# Reading text
━━━━━━━━━━━━━━━━━━━━━━━━━━━━━━

Yet as the seven-time world champion came back out, he had fallen to fifth place, much to his annoyance.
"Why did you give up that place?" Hamilton questioned over the radio, as he was forced to hold off Pierre Gasly to finish fifth, behind Charles Leclerc, Red Bull duo Sergio Perez and Max Verstappen and Mercedes team-mate Valtteri Bottas, who cruised to his first race victory of 2021.
Esteban Ocon finished within the top 10 having not changed tyres at all, and Hamilton was in a prickly mood when interviewed by Sky Sports.
Asked if he was aware he would drop down two places when he went into the pits, Hamilton said: "I didn't know at that time, I could probably have assumed that I would.
"The guys were only 15 seconds behind, it's a 24-second pit stop so I knew that I'd lose perhaps one."
Of the initial tyres potentially lasting the whole race, Hamilton added: "Ocon's did I heard so I assume they probably could.
From a 2-point deficit to a 6-point lead 👀@Max33Verstappen leads after 16 rounds! #TurkishGP 🇹🇷 #F1 pic.twitter.com/bcFJRshYdR
— Formula 1 (@F1) October 10, 2021
"The tyres are bald so you don't know how far they're going to go so there's definitely the worry of the life of the tyre but also I wasn't really that fast at the end there.

━━━━━━━━━━━━━━━━━━━━━━━━━━━━━━

# What is being asked
Carry on the report about Hamilton's late pit stop at the Turkish Grand Prix, picking up after its last sentence. The items that follow come from a separate source.

# Extracted material

━━━━━━━━━━━━━━━━━━━━━━━━━━━━━━

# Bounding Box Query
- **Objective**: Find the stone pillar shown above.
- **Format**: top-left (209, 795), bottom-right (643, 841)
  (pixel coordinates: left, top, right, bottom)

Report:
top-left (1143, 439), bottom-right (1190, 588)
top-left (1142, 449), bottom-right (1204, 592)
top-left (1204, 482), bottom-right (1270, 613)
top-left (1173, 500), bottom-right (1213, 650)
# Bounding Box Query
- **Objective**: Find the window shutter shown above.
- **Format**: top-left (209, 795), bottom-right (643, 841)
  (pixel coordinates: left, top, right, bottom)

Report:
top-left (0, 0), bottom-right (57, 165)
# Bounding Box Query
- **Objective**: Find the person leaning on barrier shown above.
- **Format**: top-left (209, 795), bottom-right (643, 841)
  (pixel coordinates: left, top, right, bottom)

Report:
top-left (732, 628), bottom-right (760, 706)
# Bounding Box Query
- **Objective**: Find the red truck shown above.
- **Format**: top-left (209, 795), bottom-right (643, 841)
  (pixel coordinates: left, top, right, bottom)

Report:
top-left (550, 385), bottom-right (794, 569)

━━━━━━━━━━━━━━━━━━━━━━━━━━━━━━

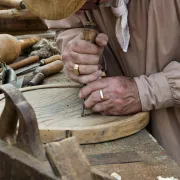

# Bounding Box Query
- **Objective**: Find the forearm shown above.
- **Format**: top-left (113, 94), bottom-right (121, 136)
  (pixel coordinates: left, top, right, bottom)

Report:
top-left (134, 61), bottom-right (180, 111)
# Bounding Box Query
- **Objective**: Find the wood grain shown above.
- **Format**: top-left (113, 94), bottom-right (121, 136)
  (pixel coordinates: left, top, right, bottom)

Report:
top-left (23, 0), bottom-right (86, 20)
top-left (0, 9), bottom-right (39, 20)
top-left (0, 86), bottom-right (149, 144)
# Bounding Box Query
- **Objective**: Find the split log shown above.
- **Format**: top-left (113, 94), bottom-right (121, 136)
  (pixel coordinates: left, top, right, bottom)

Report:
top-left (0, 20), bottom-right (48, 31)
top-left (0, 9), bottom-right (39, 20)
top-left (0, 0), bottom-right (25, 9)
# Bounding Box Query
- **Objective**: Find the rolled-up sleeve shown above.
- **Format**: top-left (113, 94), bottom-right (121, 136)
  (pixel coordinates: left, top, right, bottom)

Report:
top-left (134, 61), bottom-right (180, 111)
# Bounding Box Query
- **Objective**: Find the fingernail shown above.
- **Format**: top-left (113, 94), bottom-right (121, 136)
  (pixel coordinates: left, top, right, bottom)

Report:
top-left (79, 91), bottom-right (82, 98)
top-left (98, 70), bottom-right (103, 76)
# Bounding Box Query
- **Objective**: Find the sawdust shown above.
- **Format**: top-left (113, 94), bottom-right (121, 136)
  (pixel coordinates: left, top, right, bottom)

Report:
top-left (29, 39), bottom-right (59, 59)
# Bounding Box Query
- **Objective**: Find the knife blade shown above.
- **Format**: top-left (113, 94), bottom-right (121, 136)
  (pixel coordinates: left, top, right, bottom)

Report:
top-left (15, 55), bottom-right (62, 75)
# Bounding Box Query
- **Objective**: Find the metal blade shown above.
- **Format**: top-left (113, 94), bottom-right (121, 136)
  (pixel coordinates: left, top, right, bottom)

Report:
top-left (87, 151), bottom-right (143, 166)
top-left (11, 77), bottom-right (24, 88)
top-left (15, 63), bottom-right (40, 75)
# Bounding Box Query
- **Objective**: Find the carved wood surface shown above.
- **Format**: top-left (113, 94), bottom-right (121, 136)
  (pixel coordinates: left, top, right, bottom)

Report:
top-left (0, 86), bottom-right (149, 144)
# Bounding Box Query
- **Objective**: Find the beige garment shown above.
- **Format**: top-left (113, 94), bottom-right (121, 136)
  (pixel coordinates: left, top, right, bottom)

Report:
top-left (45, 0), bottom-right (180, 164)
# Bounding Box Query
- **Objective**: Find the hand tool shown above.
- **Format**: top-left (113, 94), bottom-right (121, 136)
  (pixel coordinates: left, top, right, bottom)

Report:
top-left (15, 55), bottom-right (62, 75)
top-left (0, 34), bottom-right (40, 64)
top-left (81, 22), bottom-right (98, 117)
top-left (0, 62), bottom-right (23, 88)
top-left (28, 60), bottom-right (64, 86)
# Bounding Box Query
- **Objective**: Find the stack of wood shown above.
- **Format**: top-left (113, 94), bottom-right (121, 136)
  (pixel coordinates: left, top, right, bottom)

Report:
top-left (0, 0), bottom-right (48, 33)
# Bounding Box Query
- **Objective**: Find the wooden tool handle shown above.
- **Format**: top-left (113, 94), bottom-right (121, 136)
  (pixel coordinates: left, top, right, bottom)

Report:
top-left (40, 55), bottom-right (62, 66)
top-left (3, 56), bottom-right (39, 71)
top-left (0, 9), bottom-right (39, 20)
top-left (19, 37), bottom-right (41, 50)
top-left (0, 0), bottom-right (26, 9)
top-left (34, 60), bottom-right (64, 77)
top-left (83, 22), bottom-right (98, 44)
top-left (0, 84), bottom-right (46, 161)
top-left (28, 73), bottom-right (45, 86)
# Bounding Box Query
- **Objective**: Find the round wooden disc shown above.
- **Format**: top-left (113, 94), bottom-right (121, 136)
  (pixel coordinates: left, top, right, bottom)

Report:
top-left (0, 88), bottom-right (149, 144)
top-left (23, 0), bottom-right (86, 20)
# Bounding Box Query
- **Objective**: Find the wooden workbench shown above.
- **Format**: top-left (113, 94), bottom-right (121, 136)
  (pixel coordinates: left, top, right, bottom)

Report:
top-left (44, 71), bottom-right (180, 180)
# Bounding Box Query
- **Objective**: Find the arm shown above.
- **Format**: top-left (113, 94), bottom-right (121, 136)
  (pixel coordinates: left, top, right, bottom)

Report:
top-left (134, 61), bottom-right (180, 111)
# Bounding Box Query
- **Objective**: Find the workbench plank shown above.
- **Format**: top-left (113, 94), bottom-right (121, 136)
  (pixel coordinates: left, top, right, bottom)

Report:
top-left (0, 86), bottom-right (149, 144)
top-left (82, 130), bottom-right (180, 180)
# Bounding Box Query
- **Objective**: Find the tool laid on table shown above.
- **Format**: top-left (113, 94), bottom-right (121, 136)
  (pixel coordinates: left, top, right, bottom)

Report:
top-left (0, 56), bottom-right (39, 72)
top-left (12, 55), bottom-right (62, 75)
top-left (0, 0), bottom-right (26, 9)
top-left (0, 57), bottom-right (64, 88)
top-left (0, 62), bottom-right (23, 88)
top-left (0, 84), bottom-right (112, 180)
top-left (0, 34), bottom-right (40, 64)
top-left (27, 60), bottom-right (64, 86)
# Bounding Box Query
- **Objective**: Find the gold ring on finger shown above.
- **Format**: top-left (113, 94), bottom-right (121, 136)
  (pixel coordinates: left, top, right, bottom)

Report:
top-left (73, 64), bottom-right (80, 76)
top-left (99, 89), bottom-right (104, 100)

━━━━━━━━━━━━━━━━━━━━━━━━━━━━━━

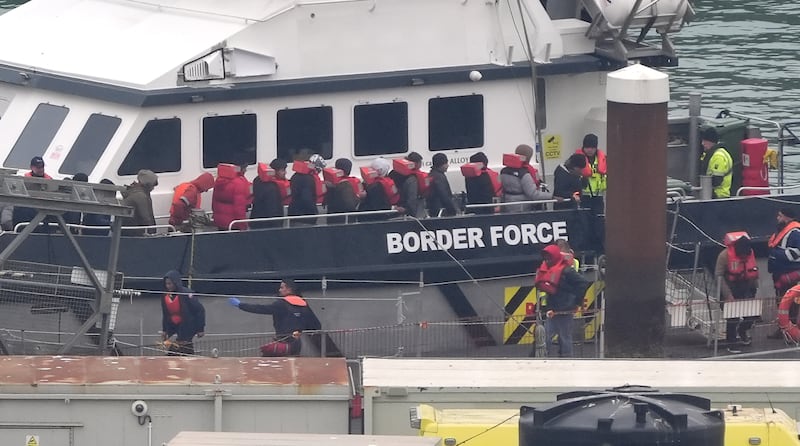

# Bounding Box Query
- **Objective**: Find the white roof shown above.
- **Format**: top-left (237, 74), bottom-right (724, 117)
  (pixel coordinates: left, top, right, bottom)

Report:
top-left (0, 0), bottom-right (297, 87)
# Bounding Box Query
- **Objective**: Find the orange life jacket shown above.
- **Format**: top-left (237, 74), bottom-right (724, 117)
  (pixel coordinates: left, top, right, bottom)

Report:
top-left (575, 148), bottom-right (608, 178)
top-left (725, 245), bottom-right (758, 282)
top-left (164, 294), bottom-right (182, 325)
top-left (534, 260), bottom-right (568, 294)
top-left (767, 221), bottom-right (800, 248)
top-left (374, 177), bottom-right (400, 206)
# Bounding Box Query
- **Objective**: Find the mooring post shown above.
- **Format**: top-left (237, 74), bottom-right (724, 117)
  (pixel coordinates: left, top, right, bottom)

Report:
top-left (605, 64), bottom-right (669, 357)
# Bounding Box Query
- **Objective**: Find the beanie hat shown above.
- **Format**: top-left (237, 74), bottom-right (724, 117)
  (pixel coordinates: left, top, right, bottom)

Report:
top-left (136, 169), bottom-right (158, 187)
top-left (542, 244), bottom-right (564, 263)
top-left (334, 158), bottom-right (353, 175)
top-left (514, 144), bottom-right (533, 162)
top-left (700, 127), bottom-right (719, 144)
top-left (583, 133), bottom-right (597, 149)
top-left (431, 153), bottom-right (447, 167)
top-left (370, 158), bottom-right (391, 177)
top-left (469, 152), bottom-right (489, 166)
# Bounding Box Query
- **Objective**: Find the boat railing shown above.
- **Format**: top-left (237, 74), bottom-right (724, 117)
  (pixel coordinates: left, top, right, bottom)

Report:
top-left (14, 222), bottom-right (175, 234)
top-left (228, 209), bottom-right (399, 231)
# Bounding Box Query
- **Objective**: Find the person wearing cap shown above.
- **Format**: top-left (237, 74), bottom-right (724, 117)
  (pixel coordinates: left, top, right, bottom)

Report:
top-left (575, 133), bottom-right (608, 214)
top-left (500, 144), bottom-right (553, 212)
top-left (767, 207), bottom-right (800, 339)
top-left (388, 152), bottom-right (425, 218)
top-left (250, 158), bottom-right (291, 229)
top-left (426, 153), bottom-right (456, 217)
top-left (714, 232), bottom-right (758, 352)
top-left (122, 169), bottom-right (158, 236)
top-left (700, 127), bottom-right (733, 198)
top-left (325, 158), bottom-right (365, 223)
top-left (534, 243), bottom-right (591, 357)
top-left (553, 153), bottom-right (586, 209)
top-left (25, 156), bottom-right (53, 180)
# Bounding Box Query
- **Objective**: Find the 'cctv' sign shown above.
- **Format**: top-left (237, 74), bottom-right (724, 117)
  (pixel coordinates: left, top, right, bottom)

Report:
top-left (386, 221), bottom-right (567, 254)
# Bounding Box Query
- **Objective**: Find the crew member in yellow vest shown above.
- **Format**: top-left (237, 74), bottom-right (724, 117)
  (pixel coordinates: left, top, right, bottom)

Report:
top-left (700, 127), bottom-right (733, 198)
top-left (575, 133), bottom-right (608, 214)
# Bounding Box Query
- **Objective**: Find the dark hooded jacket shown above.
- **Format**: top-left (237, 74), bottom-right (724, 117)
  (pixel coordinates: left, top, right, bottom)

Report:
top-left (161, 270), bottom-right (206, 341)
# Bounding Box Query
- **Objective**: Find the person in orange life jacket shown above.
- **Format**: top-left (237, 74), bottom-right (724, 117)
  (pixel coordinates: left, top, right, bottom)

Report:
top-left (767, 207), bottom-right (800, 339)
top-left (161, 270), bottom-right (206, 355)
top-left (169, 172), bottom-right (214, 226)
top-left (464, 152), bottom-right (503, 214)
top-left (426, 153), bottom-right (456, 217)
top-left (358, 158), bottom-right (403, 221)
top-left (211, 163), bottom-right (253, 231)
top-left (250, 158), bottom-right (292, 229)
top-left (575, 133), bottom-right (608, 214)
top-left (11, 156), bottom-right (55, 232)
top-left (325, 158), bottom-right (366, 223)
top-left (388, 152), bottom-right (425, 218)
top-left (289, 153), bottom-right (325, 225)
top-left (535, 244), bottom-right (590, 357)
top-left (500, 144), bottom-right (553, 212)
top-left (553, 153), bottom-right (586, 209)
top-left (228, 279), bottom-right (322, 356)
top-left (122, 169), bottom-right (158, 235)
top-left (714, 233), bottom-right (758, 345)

━━━━━━━━━━━━━━━━━━━━━━━━━━━━━━

# Response
"I was struggling, had little grip, not really sure why. Then all of a sudden I'd have not such a bad pace but I was losing performance to the guys behind."
Hamilton acknowledged he may have made an error not coming in for a pit earlier in the race when Mercedes initially advised, but he believes the wrong call was made to switch so late.
"In hindsight, I should have either stayed out or come in much earlier," he said. "When you come in with eight laps to go you don't have time to go through the draining phase of that medium tyre on a drying track.
"So I went through this whole sliding change where I nearly lost more positions. A bit frustrated but it is what it is.
"It felt good to be in third and I thought if I could just hold onto this it's a great result from 11th. Fifth is worse, but it could be worse."
There was an eight-point swing in the championship title race, with Verstappen now six ahead of Hamilton heading into the United States Grand Prix in two weeks' time.
Mercedes boss Toto Wolff, however, insisted the correct call was made.
"[Pitting earlier] would have been better than what we ended up with. But it was measured and in the car, he didn't see how much he was dropping off. It was clear that had he stayed out then he would have lost out to Gasly," he told Sky Sports.
"The correct call would probably have been taking it very conservative and pitting when everybody else pitted for the inters, coming out behind Perez and Leclerc and fighting with them for P3. That was probably correct, but that is only with hindsight."